Galli: «La gente è stanca, non si può più andare avanti con una scarpa e una ciabatta»
«Sono chiaramente preoccupato» per l’andamento dell’epidemia di Covid-19 in Italia. «Sento che la gente non ne può più e lo capisco molto bene. Ma non si può andare avanti in questo modo». In «una situazione intermedia che forse mia nonna avrebbe definito “una scarpa e una ciabatta”. Credo che delle soluzioni vadano trovate e una possibile potrebbe essere una “dieta drastica”». Una “chiusura importante” modello lockdown nazionale, «se accompagnata però da una serie di altri interventi che facilitino il mantenimento dei risultati: una campagna diagnostica e una campagna vaccinale che siano le più vaste possibili». Lo spiega all’Adnkronos Salute Massimo Galli, infettivologo dell’ospedale Sacco e dell’università degli Studi di Milano.
Galli: «Perplesso sulla gestione nazionale»
Riguardo alle proteste della Lombardia che non ritiene di meritare una nuova zona rossa, secondo l’esperto «il discorso non è di meritarsi o di non meritarsi» una restrizione. «Bensì di valutare con attenzione quelle che sono le problematiche inerenti ulteriori diffusioni dell’infezioni» da coronavirus Sars-CoV-2. «E sulla base di questo non ho elementi per dire che sia sbagliato» ritrovarci “rossi”. «Anche se ammetto che rimango perplesso sulla gestione complessiva del problema a livello nazionale».
Galli: «Servirebbe una chiusura importante»

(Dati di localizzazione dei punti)
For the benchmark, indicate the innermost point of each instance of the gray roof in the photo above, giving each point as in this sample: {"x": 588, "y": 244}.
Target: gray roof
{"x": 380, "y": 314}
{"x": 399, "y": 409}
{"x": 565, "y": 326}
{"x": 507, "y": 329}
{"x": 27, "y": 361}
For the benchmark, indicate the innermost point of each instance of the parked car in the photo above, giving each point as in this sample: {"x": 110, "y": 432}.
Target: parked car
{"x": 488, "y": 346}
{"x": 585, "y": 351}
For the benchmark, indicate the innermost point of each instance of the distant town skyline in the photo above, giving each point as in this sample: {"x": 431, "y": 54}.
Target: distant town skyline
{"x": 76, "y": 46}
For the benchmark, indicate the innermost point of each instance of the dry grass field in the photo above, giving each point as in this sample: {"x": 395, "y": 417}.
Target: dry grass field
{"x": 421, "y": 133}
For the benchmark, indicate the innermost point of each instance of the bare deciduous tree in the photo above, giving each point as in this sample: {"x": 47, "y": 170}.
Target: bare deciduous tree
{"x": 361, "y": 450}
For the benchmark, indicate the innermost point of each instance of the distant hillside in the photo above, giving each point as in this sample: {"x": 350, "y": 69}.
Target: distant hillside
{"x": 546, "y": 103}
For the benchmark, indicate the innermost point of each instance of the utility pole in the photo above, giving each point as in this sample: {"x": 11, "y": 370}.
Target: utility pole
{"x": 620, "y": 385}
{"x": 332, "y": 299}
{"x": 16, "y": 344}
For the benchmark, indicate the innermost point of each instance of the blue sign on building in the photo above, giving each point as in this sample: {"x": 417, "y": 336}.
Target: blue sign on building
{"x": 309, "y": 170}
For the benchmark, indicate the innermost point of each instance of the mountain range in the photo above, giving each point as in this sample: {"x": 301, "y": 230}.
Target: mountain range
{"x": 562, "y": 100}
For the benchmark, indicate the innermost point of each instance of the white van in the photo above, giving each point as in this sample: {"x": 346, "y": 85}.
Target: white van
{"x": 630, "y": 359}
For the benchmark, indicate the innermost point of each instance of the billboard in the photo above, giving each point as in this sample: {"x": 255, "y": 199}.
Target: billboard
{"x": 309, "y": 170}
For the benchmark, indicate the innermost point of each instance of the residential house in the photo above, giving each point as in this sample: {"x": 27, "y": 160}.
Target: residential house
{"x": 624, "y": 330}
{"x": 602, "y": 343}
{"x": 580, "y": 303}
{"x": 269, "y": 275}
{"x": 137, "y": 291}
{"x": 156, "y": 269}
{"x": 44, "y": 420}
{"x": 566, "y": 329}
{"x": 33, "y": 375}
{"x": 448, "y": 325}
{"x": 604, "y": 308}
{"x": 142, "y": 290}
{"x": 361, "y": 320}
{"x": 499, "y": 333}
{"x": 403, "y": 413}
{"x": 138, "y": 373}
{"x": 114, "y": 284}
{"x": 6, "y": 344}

> _COMPITO DA SVOLGERE_
Duplica per intero il testo sulle dichiarazioni di Massimo Galli, senza alcuna modifica.

> _RISULTATO DEL COMPITO_
Galli: «La gente è stanca, non si può più andare avanti con una scarpa e una ciabatta»
«Sono chiaramente preoccupato» per l’andamento dell’epidemia di Covid-19 in Italia. «Sento che la gente non ne può più e lo capisco molto bene. Ma non si può andare avanti in questo modo». In «una situazione intermedia che forse mia nonna avrebbe definito “una scarpa e una ciabatta”. Credo che delle soluzioni vadano trovate e una possibile potrebbe essere una “dieta drastica”». Una “chiusura importante” modello lockdown nazionale, «se accompagnata però da una serie di altri interventi che facilitino il mantenimento dei risultati: una campagna diagnostica e una campagna vaccinale che siano le più vaste possibili». Lo spiega all’Adnkronos Salute Massimo Galli, infettivologo dell’ospedale Sacco e dell’università degli Studi di Milano.
Galli: «Perplesso sulla gestione nazionale»
Riguardo alle proteste della Lombardia che non ritiene di meritare una nuova zona rossa, secondo l’esperto «il discorso non è di meritarsi o di non meritarsi» una restrizione. «Bensì di valutare con attenzione quelle che sono le problematiche inerenti ulteriori diffusioni dell’infezioni» da coronavirus Sars-CoV-2. «E sulla base di questo non ho elementi per dire che sia sbagliato» ritrovarci “rossi”. «Anche se ammetto che rimango perplesso sulla gestione complessiva del problema a livello nazionale».
Galli: «Servirebbe una chiusura importante»